» **Your objective**: Give only the number of lines in the listing below where the string "found" occurs.

Top of Data provided

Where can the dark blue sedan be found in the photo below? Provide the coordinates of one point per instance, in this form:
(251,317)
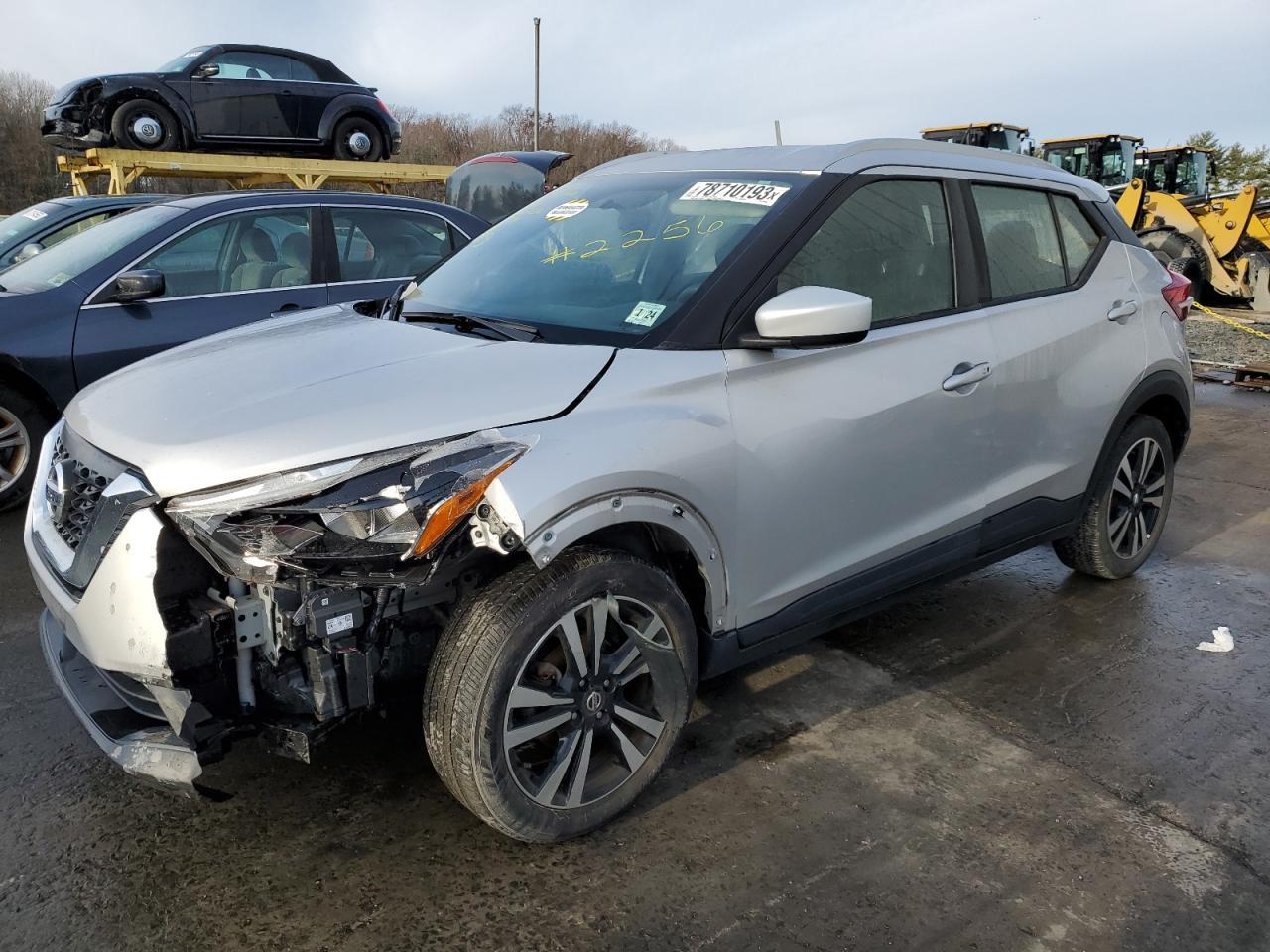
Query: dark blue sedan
(182,270)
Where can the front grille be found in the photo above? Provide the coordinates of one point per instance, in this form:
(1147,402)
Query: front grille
(84,489)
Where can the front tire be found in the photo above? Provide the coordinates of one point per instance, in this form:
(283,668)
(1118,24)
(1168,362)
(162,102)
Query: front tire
(1121,524)
(22,429)
(556,694)
(143,123)
(358,139)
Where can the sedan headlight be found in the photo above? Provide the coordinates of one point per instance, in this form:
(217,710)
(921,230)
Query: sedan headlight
(379,508)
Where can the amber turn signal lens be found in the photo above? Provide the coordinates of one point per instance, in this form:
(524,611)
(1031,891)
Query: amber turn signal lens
(451,511)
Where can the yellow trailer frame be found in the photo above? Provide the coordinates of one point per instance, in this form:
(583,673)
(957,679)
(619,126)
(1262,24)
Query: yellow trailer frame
(241,172)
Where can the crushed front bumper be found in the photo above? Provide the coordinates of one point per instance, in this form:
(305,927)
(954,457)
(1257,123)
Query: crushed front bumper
(143,747)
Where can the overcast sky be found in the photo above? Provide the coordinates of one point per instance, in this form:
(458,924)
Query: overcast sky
(715,72)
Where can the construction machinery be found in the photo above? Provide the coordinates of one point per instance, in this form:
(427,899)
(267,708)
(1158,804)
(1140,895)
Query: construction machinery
(1164,195)
(989,135)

Bottom of Data provided

» **Output for this task**: 9